[Lines of data]
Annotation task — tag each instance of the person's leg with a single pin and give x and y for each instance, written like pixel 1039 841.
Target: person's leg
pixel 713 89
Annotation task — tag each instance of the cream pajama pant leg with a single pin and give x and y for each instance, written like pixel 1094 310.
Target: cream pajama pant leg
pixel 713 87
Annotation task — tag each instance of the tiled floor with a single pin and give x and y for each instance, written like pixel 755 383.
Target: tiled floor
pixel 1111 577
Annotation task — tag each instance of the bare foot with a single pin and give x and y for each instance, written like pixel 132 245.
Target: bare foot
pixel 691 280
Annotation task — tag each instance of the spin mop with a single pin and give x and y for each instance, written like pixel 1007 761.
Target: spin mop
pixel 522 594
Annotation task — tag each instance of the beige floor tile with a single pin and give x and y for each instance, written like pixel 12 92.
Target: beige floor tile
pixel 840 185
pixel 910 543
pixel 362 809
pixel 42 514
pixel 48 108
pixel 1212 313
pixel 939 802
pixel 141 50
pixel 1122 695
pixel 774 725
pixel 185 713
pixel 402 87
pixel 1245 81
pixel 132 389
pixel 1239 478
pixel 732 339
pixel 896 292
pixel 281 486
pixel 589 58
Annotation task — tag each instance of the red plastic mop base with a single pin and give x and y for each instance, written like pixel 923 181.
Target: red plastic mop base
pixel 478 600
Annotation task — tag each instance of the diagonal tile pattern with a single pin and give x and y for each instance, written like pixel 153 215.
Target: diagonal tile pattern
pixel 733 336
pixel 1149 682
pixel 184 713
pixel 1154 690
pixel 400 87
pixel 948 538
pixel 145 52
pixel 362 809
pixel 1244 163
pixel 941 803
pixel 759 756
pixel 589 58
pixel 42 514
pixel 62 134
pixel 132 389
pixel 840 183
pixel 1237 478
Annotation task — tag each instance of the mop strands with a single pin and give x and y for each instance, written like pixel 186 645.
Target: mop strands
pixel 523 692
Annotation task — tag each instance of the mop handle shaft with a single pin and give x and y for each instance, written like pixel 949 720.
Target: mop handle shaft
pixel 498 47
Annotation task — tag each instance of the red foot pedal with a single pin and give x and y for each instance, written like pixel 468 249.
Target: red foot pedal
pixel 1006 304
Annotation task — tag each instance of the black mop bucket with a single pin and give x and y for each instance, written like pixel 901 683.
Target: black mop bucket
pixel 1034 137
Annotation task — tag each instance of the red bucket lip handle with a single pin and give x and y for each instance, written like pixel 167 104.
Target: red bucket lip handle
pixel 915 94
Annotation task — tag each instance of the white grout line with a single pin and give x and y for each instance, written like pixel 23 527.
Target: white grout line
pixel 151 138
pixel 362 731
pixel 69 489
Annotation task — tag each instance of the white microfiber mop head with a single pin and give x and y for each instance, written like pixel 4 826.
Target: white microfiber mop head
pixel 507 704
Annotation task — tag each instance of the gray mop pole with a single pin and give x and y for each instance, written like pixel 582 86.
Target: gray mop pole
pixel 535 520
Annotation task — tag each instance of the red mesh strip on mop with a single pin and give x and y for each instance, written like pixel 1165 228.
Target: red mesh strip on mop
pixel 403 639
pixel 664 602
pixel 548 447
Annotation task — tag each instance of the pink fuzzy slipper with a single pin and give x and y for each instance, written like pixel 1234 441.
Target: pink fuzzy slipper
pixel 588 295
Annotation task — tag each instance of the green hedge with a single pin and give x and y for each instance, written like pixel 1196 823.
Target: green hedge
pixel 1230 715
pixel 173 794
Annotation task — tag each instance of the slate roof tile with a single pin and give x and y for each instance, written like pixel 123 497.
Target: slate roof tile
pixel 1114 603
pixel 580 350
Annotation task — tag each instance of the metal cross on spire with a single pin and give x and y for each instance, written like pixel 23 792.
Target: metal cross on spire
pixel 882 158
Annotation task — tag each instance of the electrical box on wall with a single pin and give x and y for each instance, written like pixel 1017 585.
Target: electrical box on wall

Task goal ::
Give every line of the material above as a JSON list of strings, one string per line, leaving out any blank lines.

Right answer ::
[
  "Annotation task — tag each instance of the person's leg with a single pin and give x and y for each instance, written like pixel 1039 841.",
  "Target: person's leg",
  "pixel 713 89",
  "Annotation task — tag each instance of the cream pajama pant leg with a single pin and give x and y for each instance, written like pixel 1094 310.",
  "Target: cream pajama pant leg",
  "pixel 713 87",
  "Annotation task — tag each instance of the tiled floor with a single pin and give x and y for each instance, written like pixel 755 383.",
  "Target: tiled floor",
  "pixel 1111 577",
  "Annotation task — tag each instance of the bare foot with a single pin and give x and y for each instance, written like pixel 132 245.",
  "Target: bare foot",
  "pixel 691 280",
  "Annotation task — tag each instance of the spin mop with a single pin and give x and y for each instance, written like pixel 1007 761.",
  "Target: spin mop",
  "pixel 522 594",
  "Annotation task — tag each instance of the beige floor tile with a single pin and give x and y for each instance, written like pixel 12 92.",
  "Target: beige floor tile",
  "pixel 840 185",
  "pixel 910 543",
  "pixel 362 809",
  "pixel 42 514",
  "pixel 48 108",
  "pixel 1212 313",
  "pixel 939 802",
  "pixel 141 50",
  "pixel 1122 695",
  "pixel 774 725",
  "pixel 185 713",
  "pixel 402 87",
  "pixel 1245 81",
  "pixel 132 389",
  "pixel 1239 478",
  "pixel 732 339",
  "pixel 896 292",
  "pixel 281 486",
  "pixel 589 58",
  "Annotation task — tag each instance of the red plastic mop base with a single pin and give x and y for each instance, written like pixel 923 181.",
  "Target: red plastic mop base",
  "pixel 478 600",
  "Annotation task — tag each instance of the diagonal tile pattern with a single pin and give x and y for each instance, written like pixel 153 215.",
  "Target: diagonal tile pattern",
  "pixel 733 336",
  "pixel 1149 682",
  "pixel 184 713",
  "pixel 1154 690",
  "pixel 400 87",
  "pixel 948 538",
  "pixel 145 52",
  "pixel 362 809",
  "pixel 1244 163",
  "pixel 941 803",
  "pixel 759 756",
  "pixel 589 58",
  "pixel 42 514",
  "pixel 62 134",
  "pixel 132 389",
  "pixel 840 183",
  "pixel 1237 478",
  "Annotation task — tag each instance of the mop strands with a single pin and give x and y for each instance, written like pixel 186 645.",
  "Target: mop strands",
  "pixel 523 692",
  "Annotation task — tag each instance of the mop handle shaft with a single pin and give x and y for each instance, written like pixel 949 720.",
  "Target: mop handle shaft",
  "pixel 498 47",
  "Annotation task — tag each instance of the red foot pedal with a single pin and give x and y for each instance, written like pixel 468 249.",
  "Target: red foot pedal",
  "pixel 1006 304",
  "Annotation task — tag each instance of the black mop bucket with a single pin and give x and y for each instance, written like pixel 901 683.",
  "Target: black mop bucket",
  "pixel 1034 137",
  "Annotation task — tag each instance of the red bucket lip handle with a single pin and give x and y for each instance, written like pixel 167 104.",
  "Target: red bucket lip handle",
  "pixel 915 94",
  "Annotation task — tag each instance of the white grout line with a single pin and give x and y for each instance, written like pixel 23 527.",
  "Target: white grout line",
  "pixel 151 138",
  "pixel 362 731",
  "pixel 69 489",
  "Annotation task — tag each instance of the white microfiber mop head with a single pin and give x and y for each instance, written like pixel 4 826.",
  "Target: white microfiber mop head",
  "pixel 507 704",
  "Annotation task — tag each instance of the gray mop pole with a single pin and give x and y for each instance, written like pixel 582 86.",
  "Target: gray mop pole",
  "pixel 535 520",
  "Annotation task — tag each instance of the red mesh strip on mop with a single pin and give x and y for each instance, written like pixel 1165 228.",
  "Target: red mesh strip on mop",
  "pixel 403 639",
  "pixel 664 602",
  "pixel 548 447",
  "Annotation task — tag each instance of the pink fuzzy slipper with a single pin and give x and y for each instance, written like pixel 1234 441.",
  "Target: pink fuzzy slipper",
  "pixel 588 295",
  "Annotation task — tag each instance of the green hedge with a single pin and give x and y for each instance, written like pixel 1196 823.",
  "Target: green hedge",
  "pixel 1230 715",
  "pixel 173 794",
  "Annotation task — tag each instance of the slate roof tile with a single pin and give x and y for each instance, written like pixel 123 497.",
  "Target: slate roof tile",
  "pixel 1114 603",
  "pixel 580 350",
  "Annotation task — tag each instance of the metal cross on spire with a single pin and give x and y for each instance, written like pixel 23 792.",
  "Target: metal cross on spire",
  "pixel 882 158",
  "Annotation task — tag each instance of the electrical box on wall with a single pin and give x and y for each instance, written like pixel 1017 585.",
  "Target: electrical box on wall"
]